» **ENTRIES SUPPLIED**:
— begin —
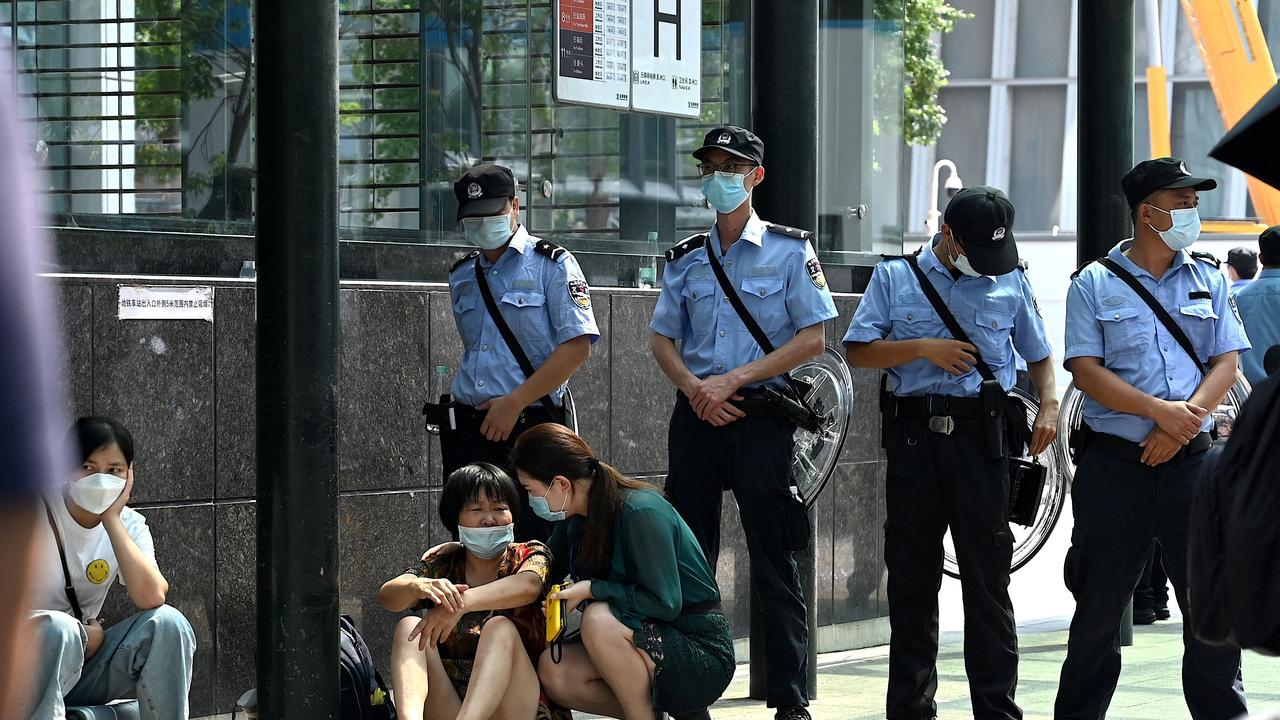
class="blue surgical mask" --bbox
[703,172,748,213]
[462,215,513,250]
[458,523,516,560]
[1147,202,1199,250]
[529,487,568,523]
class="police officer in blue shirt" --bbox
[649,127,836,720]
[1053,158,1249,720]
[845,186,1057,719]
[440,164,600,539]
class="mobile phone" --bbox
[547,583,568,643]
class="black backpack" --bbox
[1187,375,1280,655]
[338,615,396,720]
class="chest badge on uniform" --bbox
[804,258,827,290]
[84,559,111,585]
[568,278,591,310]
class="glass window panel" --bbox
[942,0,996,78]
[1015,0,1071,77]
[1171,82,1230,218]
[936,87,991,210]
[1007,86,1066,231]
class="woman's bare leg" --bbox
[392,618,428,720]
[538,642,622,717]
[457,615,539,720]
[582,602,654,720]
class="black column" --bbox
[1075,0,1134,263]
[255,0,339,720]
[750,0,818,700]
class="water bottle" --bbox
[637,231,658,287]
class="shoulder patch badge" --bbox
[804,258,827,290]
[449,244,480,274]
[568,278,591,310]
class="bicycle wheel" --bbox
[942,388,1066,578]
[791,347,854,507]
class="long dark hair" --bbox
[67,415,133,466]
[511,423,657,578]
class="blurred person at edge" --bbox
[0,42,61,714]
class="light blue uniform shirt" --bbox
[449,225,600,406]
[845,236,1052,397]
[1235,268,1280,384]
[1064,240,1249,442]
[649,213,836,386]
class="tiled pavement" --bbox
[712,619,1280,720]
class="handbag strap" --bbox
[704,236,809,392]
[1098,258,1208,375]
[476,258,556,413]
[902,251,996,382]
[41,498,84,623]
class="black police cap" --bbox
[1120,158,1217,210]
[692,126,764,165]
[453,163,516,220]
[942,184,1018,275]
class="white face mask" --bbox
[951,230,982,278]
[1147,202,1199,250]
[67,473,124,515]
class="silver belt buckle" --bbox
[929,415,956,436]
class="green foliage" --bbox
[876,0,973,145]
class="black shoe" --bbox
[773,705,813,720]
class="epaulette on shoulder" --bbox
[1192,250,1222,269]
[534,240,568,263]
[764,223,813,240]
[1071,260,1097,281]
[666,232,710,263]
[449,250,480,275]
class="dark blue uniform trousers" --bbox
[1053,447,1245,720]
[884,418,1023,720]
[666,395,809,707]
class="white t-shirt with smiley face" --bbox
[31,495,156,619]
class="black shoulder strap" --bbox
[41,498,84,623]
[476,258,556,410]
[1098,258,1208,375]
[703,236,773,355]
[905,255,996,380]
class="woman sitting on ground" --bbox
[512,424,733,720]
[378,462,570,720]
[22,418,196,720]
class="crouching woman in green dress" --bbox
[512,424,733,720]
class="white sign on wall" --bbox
— end —
» **WORK REQUIRED**:
Keep only the lines of the records above that contain the string "strap", and copy each of them in full.

» **TASK SOLUTION**:
class="handbag strap" --bbox
class="black shoulder strap" --bbox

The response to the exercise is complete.